WHAT TO PRODUCE
Reproduce the passage about King Charles and Parliament from "To manage the" to "take his seat.", substituting "shire" for every occurrence of "county".

EXTRACT

------------------------------------

To manage the Commons, and to prevent the threatened impeachment of Buckingham, when the judges presented to him the lists of sheriffs Charles struck out seven names and wrote in their places seven of the most able and active of the leaders of Opposition in the Commons, the most determined enemies of the favourite:—Sir Edward Coke, Sir Thomas Wentworth, Sir Francis Seymour, Sir Robert Philips, Sir Grey Palmer, Sir William Fleetwood, and Edward Alford. As this office disqualified them from sitting in Parliament, the king thus got rid of them for that year; but Coke contended that though a sheriff could not sit for his own county he could for another, and got himself elected for the county of Norfolk, but did not venture to take his seat.

All these measures, it will be seen, were dictated not by a desire to conciliate, but to override the Parliament, and therefore could not promise much good to a mind of any depth of penetration. Parliament was summoned for the 6th of February, 1626, and the 2nd was appointed for the coronation. With the knowledge of a discontented people, Charles went to meet his Parliament, and this consciousness would, in a monarch capable of taking a solemn warning, have operated to produce conciliation, at least of tone; but Charles was one of that class of men who illustrated the striking words of the Latin fatalist "Whom God intends to destroy He first drives mad." Accordingly, he opened the sitting with a curt speech, referring them to that of the new Lord Keeper Coventry, which was in the worst possible taste. He said, "If we consider aright, and think of the incomparable distance between the supreme height and majesty of a mighty monarch, and the submissive awe and lowliness of loyal subjects, we cannot but receive exceeding comfort and contentment in the frame and constitution of this highest Court, wherein not only prelates, nobles, and grandees, but the commons of all degrees have their part; and wherein that high majesty doth descend to admit, or rather to invite, the humblest of his subjects to conference and council with him."

------------------------------------

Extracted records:
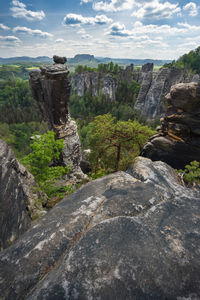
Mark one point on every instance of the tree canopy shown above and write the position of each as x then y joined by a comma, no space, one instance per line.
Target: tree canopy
115,144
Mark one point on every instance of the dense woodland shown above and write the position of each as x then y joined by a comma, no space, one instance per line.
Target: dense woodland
112,130
189,61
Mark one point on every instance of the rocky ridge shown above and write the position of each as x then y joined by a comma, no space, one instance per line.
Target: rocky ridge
100,83
131,235
178,140
154,86
20,202
51,88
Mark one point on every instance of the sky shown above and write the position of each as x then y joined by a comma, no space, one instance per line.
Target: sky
156,29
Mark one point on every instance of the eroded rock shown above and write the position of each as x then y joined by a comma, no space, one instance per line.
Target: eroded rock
51,88
19,199
151,96
178,139
128,235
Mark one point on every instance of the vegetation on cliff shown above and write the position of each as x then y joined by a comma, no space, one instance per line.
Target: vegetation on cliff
189,61
115,144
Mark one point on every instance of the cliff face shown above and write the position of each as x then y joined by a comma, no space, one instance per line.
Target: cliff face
124,236
154,86
51,89
18,200
100,83
153,90
178,140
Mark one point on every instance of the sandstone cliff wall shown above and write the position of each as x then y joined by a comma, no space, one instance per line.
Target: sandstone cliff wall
51,88
178,140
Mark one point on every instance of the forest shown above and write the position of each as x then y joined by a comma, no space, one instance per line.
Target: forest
113,131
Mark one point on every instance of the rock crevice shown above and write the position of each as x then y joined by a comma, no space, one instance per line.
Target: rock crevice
51,88
84,245
178,140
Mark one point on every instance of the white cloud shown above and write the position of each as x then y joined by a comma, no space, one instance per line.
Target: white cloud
4,27
117,29
158,32
10,39
35,32
58,41
114,5
74,19
85,1
156,10
189,27
192,9
19,10
86,36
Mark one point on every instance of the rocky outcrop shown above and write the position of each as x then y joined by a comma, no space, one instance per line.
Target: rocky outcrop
128,235
150,100
51,88
97,83
19,202
178,140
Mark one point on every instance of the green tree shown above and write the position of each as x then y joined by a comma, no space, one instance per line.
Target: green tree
113,144
191,173
45,150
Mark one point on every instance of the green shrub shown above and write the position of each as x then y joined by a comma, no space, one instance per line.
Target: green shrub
46,150
191,173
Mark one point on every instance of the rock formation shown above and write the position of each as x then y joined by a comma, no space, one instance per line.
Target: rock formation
178,140
51,88
18,200
128,235
153,90
98,83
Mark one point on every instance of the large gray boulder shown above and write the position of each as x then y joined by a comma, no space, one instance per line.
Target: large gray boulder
19,202
150,100
128,235
178,140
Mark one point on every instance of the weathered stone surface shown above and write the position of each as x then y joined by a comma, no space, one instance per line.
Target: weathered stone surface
148,67
150,99
128,235
145,86
59,59
178,142
98,83
18,201
51,88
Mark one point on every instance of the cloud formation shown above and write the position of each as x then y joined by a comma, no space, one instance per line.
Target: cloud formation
10,39
114,5
35,32
192,9
4,27
117,29
75,19
19,10
142,31
156,10
85,1
58,41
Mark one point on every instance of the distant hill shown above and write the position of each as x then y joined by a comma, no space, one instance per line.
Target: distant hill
25,59
82,59
128,61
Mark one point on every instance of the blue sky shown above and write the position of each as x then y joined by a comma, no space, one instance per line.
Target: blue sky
155,29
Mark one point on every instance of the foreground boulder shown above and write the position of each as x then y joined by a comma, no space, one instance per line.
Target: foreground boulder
178,140
19,203
128,235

------------------------------------

PROBLEM SOLUTION
To manage the Commons, and to prevent the threatened impeachment of Buckingham, when the judges presented to him the lists of sheriffs Charles struck out seven names and wrote in their places seven of the most able and active of the leaders of Opposition in the Commons, the most determined enemies of the favourite:—Sir Edward Coke, Sir Thomas Wentworth, Sir Francis Seymour, Sir Robert Philips, Sir Grey Palmer, Sir William Fleetwood, and Edward Alford. As this office disqualified them from sitting in Parliament, the king thus got rid of them for that year; but Coke contended that though a sheriff could not sit for his own shire he could for another, and got himself elected for the shire of Norfolk, but did not venture to take his seat.